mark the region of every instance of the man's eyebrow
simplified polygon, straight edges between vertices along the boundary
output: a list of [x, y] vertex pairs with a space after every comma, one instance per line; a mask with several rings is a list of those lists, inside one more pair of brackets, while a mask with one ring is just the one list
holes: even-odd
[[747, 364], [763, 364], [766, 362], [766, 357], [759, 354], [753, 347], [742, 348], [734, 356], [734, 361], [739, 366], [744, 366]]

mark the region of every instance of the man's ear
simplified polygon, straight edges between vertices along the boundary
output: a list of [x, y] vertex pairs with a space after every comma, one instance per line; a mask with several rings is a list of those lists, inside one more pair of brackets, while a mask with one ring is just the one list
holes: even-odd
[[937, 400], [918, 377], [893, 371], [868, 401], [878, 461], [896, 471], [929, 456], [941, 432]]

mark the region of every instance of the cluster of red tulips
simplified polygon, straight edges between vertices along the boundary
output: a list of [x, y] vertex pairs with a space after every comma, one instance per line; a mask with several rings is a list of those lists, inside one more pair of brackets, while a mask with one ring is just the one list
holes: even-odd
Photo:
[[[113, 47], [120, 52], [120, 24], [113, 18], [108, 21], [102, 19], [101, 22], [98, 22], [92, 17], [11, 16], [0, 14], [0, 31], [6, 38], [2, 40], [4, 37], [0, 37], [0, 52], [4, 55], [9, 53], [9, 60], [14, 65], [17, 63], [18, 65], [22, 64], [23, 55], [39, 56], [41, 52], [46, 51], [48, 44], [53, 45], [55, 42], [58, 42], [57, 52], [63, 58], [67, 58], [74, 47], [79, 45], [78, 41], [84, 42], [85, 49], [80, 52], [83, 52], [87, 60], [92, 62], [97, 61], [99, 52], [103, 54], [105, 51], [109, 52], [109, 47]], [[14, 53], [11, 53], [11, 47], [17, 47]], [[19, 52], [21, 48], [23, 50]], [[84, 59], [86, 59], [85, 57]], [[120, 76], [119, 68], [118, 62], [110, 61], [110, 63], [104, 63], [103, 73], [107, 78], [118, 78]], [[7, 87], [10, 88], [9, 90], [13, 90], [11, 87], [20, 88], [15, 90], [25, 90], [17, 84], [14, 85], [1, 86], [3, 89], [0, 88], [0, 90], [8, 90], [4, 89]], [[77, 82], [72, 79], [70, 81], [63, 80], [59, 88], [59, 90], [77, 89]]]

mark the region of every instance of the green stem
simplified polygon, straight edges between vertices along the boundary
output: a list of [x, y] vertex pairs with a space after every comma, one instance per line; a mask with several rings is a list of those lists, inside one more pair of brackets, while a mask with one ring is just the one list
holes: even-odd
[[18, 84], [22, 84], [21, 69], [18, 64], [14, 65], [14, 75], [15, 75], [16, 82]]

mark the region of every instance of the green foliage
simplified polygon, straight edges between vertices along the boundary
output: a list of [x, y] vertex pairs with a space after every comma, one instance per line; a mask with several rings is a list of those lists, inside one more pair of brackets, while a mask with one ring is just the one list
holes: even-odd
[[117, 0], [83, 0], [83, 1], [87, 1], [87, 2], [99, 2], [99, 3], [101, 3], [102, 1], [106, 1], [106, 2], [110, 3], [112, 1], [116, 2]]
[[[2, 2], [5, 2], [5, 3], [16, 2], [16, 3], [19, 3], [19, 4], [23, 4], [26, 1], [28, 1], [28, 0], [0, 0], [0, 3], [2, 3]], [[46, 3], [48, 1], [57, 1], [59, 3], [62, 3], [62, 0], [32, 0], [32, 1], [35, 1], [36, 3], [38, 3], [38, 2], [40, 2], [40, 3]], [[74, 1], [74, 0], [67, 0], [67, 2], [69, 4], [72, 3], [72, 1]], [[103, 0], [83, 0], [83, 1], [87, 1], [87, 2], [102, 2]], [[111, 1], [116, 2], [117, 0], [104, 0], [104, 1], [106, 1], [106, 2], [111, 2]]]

▶ **Requirements**
Begin at the line that has "mark the region of every instance of the green foliage" and stop after the last line of the data. Reproduce only those lines, requests included, and rescale every vertex coordinate in the answers by multiplying it by 0.9 and rounding to the nearest whole number, with halves rounded up.

▶ **The completed task**
mark the region of every instance of the green foliage
simplified polygon, straight edges between vertices along the boundary
output: a list of [x, y] vertex pairs with a space after every comma, one instance per line; a mask with several rings is a list of those lists, inside one more pair of brackets, while a mask with one ring is just the one list
holes: even-odd
[[105, 0], [75, 0], [75, 1], [78, 1], [78, 2], [89, 2], [89, 3], [91, 3], [92, 1], [95, 1], [95, 2], [99, 3], [101, 1], [104, 2]]
[[[2, 2], [5, 2], [5, 3], [14, 2], [14, 3], [17, 3], [17, 4], [21, 4], [23, 1], [25, 1], [25, 0], [0, 0], [0, 3], [2, 3]], [[41, 3], [43, 1], [51, 1], [53, 3], [56, 3], [56, 0], [29, 0], [29, 1], [32, 1], [32, 3], [34, 3], [34, 2], [36, 2], [36, 3]], [[67, 1], [67, 0], [60, 0], [60, 2], [62, 4], [65, 3], [65, 1]], [[93, 0], [75, 0], [75, 1], [78, 1], [78, 2], [92, 2]], [[100, 1], [104, 2], [105, 0], [94, 0], [94, 1], [95, 1], [95, 2], [100, 2]]]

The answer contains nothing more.